For example, you can use histogram of the land cover classes per cluster id generated by the k-means algorithm.

- Per Cluster ID, we visualised the distribution of different land cover groups (x-axis is different cluster, y-axis is number of reference points of this land cover on the cluster)
- We also calculted the V-measure index (a comprehensive index evaluating the homogeneity in one cluster and the completeness from different clusters) to quantify the quality of the clustering

In [None]:
# Join the value of clustered image (cluster_id) into reference point
joined_ref_point_ee = image_clustered.reduceRegions(
    collection=ref_point_ee,
    reducer=ee.Reducer.mean(),
    crs='EPSG:4326',
    scale = 30,
    tileScale = 4
)

print(joined_ref_point_ee.getInfo())

In [None]:
# Convert the reference point with joined cluster_id into dataframe
joined_ref_point= geemap.ee_to_pandas(joined_ref_point_ee)
# Rename the columns of cluster_id to make it more readable
joined_ref_point = joined_ref_point.rename(columns={"mean": "cluster_id"})
joined_ref_point

In [None]:
import matplotlib.pyplot as plt
# reshape the dataframe to pivot-table (to calculate the number of different land covers per cluster id)
pivot_table = joined_ref_point.pivot_table(index="landcover", columns="cluster_id", values=None, aggfunc="size")

# build up the sub plots
fig, axs = plt.subplots(ncols=1, nrows=len(pivot_table.columns), figsize=(9, 25))

# to visualise the charts
for i, column in enumerate(pivot_table.columns):
    axs[i].bar(pivot_table.index, pivot_table[column])
    axs[i].set_xlabel("cluster_id: "+str(column))
    axs[i].set_ylabel("landcover count")
    #axs[i].set_title(column)

plt.show()

SET PROBLEM A: Can you transcribe part of the land cover clustering excerpt above, beginning at the words "- Per Cluster" and stopping after the words "print(joined_ref_point_ee.getInfo())"?
SET PROBLEM B: What comes next in the land cover clustering excerpt above? Write the next part, picking up after its last line.

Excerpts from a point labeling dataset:

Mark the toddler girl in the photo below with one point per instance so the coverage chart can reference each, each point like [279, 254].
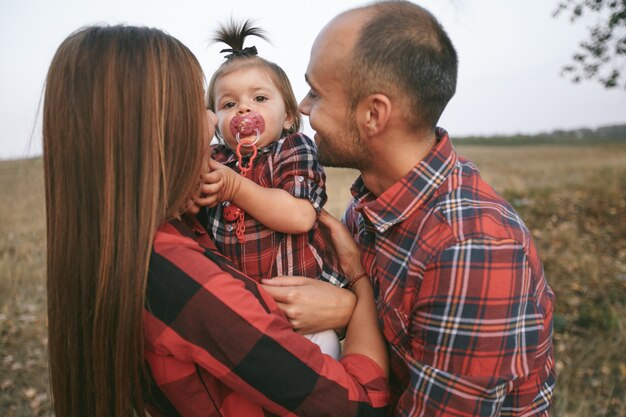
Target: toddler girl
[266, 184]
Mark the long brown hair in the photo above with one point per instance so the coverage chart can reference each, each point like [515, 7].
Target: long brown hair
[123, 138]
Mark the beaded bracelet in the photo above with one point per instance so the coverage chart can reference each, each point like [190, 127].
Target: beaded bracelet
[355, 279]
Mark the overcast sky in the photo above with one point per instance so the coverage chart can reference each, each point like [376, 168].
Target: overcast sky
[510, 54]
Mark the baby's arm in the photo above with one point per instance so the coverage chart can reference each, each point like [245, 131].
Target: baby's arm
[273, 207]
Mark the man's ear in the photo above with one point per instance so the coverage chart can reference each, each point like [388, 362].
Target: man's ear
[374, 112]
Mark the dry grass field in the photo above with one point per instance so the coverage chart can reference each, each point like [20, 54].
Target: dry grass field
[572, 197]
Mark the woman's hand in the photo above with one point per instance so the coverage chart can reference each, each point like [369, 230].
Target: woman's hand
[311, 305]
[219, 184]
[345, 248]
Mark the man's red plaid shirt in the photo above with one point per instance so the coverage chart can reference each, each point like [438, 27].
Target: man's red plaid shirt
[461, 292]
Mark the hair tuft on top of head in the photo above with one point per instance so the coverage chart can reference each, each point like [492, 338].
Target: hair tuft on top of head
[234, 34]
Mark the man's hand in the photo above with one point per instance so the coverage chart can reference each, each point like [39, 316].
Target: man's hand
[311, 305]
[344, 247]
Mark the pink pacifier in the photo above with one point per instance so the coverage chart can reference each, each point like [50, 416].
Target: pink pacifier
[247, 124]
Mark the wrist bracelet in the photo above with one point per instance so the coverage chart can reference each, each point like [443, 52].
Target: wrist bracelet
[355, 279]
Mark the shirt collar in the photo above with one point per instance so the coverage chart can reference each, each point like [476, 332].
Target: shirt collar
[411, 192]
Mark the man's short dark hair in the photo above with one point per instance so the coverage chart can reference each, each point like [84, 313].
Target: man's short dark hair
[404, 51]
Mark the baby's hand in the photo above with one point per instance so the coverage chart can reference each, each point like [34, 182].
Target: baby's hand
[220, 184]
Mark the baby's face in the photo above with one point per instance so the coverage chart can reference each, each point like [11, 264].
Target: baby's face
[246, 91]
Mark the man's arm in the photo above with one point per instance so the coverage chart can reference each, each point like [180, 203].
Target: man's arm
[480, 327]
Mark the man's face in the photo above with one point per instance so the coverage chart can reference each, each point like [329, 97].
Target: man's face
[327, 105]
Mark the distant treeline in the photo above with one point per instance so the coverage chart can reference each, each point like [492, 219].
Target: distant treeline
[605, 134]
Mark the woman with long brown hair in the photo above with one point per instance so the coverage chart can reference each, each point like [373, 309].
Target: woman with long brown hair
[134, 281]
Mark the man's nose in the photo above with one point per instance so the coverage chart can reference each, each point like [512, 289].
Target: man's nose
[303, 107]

...

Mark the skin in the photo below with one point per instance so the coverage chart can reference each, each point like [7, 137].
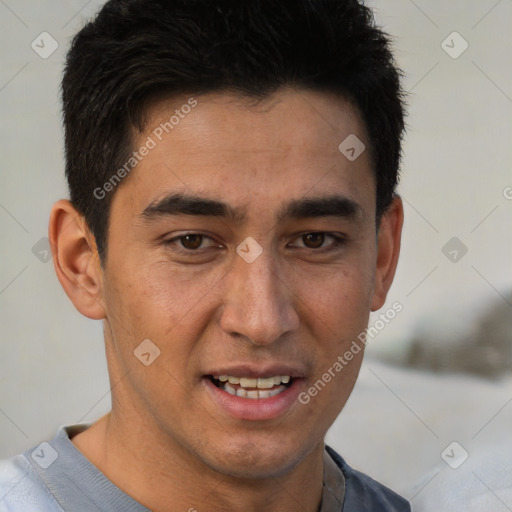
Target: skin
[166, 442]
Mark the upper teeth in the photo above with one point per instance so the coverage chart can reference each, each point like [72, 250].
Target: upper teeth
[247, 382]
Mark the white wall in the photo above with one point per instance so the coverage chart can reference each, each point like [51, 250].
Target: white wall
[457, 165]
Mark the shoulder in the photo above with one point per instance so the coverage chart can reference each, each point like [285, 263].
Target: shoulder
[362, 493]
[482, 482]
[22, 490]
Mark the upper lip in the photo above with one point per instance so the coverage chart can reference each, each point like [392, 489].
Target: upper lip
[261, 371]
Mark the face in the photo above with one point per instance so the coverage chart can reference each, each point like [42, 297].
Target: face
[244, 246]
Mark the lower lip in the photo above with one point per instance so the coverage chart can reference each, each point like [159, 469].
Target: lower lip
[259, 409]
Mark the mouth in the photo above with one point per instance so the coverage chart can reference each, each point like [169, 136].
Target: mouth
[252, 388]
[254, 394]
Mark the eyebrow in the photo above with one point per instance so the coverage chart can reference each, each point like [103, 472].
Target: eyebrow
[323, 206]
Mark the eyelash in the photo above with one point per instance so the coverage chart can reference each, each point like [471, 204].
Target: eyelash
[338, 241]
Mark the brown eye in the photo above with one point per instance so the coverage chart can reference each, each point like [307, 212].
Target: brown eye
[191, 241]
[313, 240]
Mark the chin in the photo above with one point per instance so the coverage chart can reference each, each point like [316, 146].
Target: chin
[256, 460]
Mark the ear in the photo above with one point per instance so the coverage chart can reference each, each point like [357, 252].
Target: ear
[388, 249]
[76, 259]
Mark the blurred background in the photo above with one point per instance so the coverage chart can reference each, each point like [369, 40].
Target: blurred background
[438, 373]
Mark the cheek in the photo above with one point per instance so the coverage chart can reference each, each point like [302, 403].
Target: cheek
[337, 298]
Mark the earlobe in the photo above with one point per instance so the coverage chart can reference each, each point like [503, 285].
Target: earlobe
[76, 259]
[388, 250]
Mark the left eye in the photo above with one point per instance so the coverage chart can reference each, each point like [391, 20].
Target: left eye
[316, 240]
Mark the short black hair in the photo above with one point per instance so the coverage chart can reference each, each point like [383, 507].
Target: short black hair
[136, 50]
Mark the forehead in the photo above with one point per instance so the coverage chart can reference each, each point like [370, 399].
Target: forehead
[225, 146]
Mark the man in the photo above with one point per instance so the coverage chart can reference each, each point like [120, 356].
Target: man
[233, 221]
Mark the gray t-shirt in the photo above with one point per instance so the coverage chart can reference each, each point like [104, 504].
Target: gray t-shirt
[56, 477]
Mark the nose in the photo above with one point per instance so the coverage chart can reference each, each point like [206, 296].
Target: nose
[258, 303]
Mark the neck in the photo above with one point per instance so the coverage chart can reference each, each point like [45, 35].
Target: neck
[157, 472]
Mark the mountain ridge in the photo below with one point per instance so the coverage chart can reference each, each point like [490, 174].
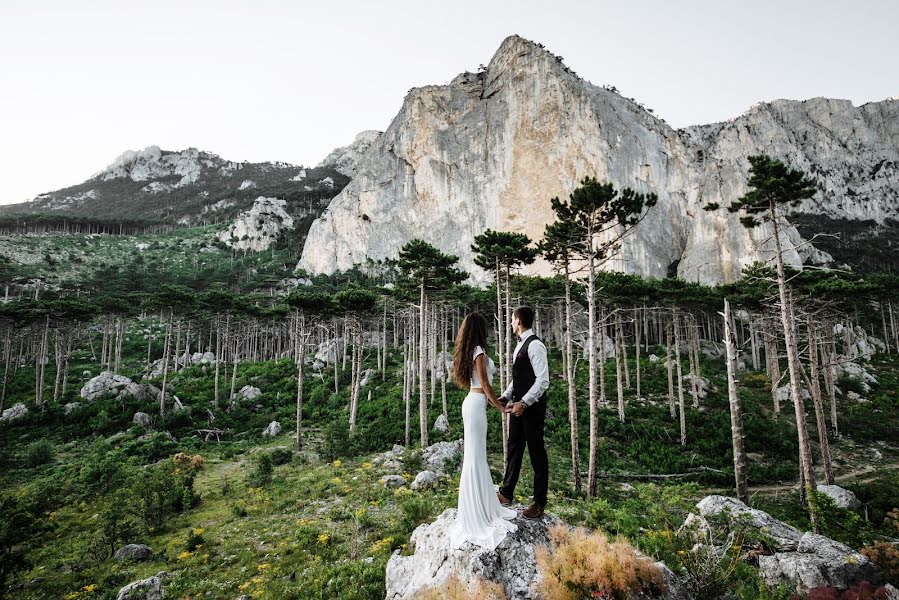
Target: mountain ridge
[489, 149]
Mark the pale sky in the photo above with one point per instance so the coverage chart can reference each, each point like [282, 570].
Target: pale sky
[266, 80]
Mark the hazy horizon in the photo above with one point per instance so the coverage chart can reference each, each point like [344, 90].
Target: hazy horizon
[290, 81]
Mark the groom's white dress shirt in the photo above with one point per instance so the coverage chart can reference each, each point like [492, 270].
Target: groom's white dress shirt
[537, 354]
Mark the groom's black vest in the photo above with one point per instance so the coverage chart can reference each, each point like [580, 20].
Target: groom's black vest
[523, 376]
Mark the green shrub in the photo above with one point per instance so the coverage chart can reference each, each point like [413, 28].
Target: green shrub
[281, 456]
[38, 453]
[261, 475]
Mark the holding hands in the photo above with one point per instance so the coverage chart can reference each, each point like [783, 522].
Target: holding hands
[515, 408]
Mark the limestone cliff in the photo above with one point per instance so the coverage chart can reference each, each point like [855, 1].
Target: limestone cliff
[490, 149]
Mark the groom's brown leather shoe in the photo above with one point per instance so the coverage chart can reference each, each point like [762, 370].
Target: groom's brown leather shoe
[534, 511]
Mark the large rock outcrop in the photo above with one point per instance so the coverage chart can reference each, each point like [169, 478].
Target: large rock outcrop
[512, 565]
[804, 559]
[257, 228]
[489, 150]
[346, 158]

EXERCISE ANSWER A:
- Per Cluster ID, we visualised the distribution of different land cover groups (x-axis is different cluster, y-axis is number of reference points of this land cover on the cluster)
- We also calculted the V-measure index (a comprehensive index evaluating the homogeneity in one cluster and the completeness from different clusters) to quantify the quality of the clustering

In [None]:
# Join the value of clustered image (cluster_id) into reference point
joined_ref_point_ee = image_clustered.reduceRegions(
    collection=ref_point_ee,
    reducer=ee.Reducer.mean(),
    crs='EPSG:4326',
    scale = 30,
    tileScale = 4
)

print(joined_ref_point_ee.getInfo())

EXERCISE ANSWER B:
In [None]:
from sklearn.metrics import v_measure_score

#to calculate the v-measure for the clustering (range of v-measure is 0-1, 1 stands for better interpretation of real situation )
v_measure = v_measure_score(joined_ref_point['landcover'], joined_ref_point['cluster_id'])
print("V-measure: ", v_measure)

### 8. Change the number of clusters and repeat the analysis
- For Point of Dicussion 2, we run the code with different number of clusters, get the V-measure index and compare (also compare time)
- For Point of Dicussion 3, we run the training in a smaller/similar area similar with less/same land cover types first. Then apply it to our Turkey and compare the V-measure index. (also compare time)
- For Point of Dicussion 4, we first record time in Solution A,B,C at chapter 2. Then we also record time for different number of clusters and applying model to Turkey with different training models.

## Points of Discussions

- Why do we need to train an unsupervised classifier in GEE?
- Impact of the number clusters on the results
- Impact of performing the clustering in region X and applying it on region Y
  - Region Y has the same land cover classes present in Region X
  - Region Y has more land cover classes/types.
- What can you say about the computational time?